[Records in a dataset]
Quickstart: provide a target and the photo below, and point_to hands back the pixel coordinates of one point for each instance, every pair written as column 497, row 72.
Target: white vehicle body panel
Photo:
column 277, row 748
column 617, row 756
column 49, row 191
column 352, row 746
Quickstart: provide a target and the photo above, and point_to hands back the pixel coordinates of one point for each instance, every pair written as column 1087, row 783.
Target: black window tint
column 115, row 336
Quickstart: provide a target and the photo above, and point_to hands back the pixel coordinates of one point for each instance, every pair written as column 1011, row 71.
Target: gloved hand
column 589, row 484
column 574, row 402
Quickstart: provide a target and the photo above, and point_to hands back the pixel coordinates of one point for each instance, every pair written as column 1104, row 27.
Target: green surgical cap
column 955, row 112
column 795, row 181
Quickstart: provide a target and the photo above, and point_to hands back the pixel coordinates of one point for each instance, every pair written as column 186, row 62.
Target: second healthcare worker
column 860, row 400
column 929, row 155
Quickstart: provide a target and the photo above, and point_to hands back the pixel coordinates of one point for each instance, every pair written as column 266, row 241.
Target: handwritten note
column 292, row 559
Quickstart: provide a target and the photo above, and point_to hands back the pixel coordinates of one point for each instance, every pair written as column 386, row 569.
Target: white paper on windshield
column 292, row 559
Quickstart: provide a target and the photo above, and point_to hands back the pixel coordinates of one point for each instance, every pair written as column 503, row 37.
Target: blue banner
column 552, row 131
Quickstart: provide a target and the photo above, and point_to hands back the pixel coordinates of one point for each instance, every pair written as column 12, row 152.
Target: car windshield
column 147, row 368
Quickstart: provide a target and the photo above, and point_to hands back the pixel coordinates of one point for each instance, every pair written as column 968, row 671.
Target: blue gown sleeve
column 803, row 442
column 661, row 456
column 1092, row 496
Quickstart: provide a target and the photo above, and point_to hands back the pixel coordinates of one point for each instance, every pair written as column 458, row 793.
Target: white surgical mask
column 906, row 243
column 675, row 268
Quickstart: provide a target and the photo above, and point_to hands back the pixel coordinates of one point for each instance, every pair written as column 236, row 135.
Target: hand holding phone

The request
Render all of the records above as a numbered list, omitting any blank lines.

The solution
1. Quickstart: provide a target and the photo below, and point_to hands back the pixel coordinates of one point for each instance, every pair written as column 497, row 72.
2. Target: white vehicle body panel
3. Photo:
4. column 277, row 748
5. column 617, row 756
6. column 49, row 191
7. column 352, row 746
8. Quickstart: provide a target and the photo above, and point_to hands back the pixel coordinates of one point for each instance, every pair written as column 1087, row 783.
9. Target: black window tint
10. column 115, row 336
11. Quickstart: provide a target and the photo above, and point_to hands back the pixel coordinates of one point for each instance, every pair written as column 1011, row 71.
12. Target: gloved hand
13. column 589, row 484
14. column 574, row 402
15. Quickstart: provide a target and the photo above, and point_to hands back the pixel coordinates of one point for each instance, every pair written as column 1104, row 27.
16. Target: green surgical cap
17. column 955, row 112
18. column 795, row 181
19. Quickstart: provide a target and the photo above, and point_to hands back the pixel coordinates of one point for each instance, every pair written as column 186, row 62.
20. Target: second healthcare worker
21. column 860, row 400
22. column 929, row 155
23. Quickstart: provide a target and the photo above, and point_to hands back the pixel coordinates of one point for each instance, every pair written as column 266, row 241.
24. Target: handwritten note
25. column 292, row 559
26. Quickstart: provide a target and the photo above, and point_to hands back the pixel coordinates of one point for each instance, every pair written as column 386, row 569.
27. Target: white paper on windshield
28. column 292, row 559
29. Quickstart: provide a target and the photo above, and point_to hands back the pixel coordinates of one point for each instance, every pair written as column 503, row 37.
30. Target: blue banner
31. column 552, row 131
32. Quickstart: provide a target and the photo above, and point_to hands back the pixel coordinates of one point for each instance, every pair written as column 12, row 152.
33. Target: car windshield
34. column 147, row 368
35. Quickstart: provide a target and the photo above, and point_to hands back the pixel coordinates of one point for each instance, every pair written as column 968, row 671.
36. Target: blue gown sleeve
37. column 803, row 442
38. column 661, row 456
39. column 1092, row 496
40. Quickstart: provide a target and the photo above, and point_to hands back the pixel coordinates of one point for each instance, every pair written as column 458, row 793.
41. Target: white surgical mask
42. column 906, row 243
43. column 675, row 268
44. Quickstart: provide a target and the photo above, and point_to hands back the pixel coordinates of one point for each instance, every pair written as column 236, row 135.
45. Target: hand holding phone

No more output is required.